▶ [DESCRIPTION OF THE TASK] Locate each line in the records containing "water". Copy it.

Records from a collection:
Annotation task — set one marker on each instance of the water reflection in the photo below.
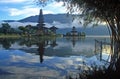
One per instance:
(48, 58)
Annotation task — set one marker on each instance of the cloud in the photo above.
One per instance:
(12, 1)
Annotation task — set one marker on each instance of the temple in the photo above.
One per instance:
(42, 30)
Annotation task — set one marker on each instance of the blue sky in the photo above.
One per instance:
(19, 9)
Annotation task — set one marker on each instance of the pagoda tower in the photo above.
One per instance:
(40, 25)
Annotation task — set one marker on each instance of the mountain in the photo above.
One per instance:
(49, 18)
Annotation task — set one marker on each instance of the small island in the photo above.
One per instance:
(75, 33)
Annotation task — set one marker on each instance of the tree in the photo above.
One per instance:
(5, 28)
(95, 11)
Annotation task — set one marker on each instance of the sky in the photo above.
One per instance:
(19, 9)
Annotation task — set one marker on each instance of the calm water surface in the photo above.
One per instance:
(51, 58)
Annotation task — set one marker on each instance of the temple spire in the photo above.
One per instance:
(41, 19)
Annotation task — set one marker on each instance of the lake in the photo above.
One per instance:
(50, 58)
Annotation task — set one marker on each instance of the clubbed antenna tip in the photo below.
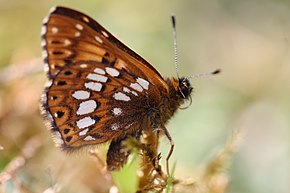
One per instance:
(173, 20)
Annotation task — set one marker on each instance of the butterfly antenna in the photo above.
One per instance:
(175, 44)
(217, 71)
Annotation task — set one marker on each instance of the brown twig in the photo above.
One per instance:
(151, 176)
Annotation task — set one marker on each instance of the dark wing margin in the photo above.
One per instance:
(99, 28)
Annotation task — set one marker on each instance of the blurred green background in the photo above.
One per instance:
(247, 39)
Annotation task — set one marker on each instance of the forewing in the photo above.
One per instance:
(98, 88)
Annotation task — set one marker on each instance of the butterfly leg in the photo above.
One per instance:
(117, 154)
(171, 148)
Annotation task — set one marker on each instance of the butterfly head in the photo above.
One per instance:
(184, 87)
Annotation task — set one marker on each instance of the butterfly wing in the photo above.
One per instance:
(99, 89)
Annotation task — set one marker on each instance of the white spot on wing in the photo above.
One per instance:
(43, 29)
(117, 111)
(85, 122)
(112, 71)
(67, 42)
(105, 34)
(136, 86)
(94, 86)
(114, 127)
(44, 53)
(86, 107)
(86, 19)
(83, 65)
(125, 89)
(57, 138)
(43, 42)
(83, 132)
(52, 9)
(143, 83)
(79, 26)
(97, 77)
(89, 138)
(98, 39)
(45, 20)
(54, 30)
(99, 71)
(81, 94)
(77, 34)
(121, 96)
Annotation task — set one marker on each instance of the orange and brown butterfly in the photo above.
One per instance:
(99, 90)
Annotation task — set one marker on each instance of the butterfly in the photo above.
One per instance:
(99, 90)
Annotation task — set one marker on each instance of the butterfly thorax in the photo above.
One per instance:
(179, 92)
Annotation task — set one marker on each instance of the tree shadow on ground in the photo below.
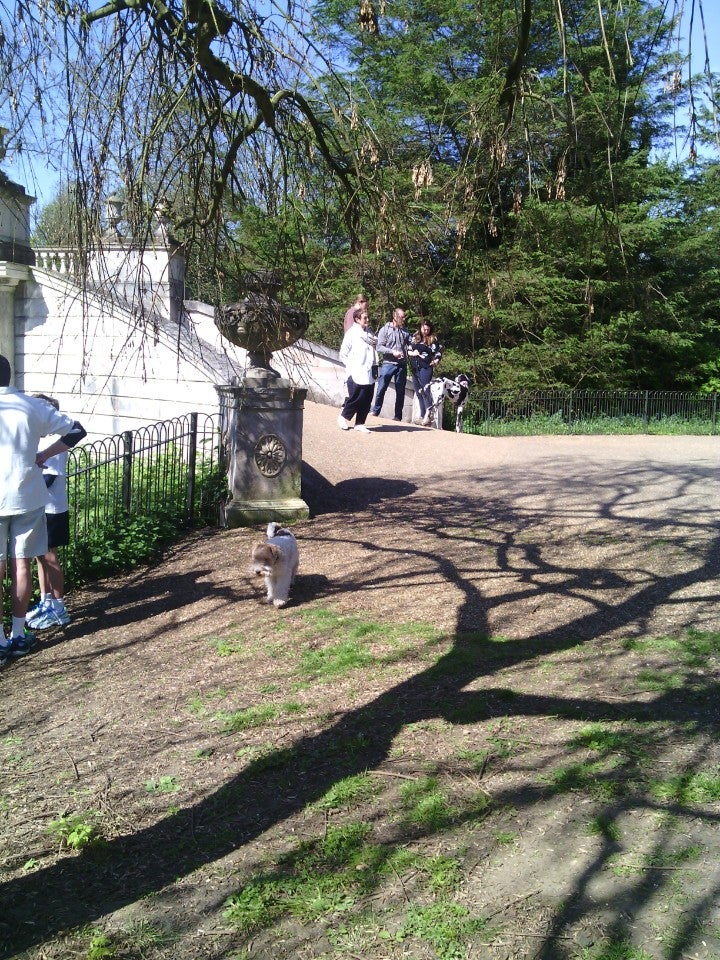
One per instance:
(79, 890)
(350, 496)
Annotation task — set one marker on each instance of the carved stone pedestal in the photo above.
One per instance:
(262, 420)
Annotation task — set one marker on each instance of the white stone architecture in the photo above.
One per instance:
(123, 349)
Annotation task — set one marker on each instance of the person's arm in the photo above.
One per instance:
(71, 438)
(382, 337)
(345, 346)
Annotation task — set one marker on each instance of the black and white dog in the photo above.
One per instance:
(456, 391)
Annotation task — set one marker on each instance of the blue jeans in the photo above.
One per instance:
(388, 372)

▶ [EXERCISE OUTPUT]
Annotation task — set one marker on each instance of the water reflection in the photo below.
Annotation task — set one marker on each instance of the calm water surface in the photo above.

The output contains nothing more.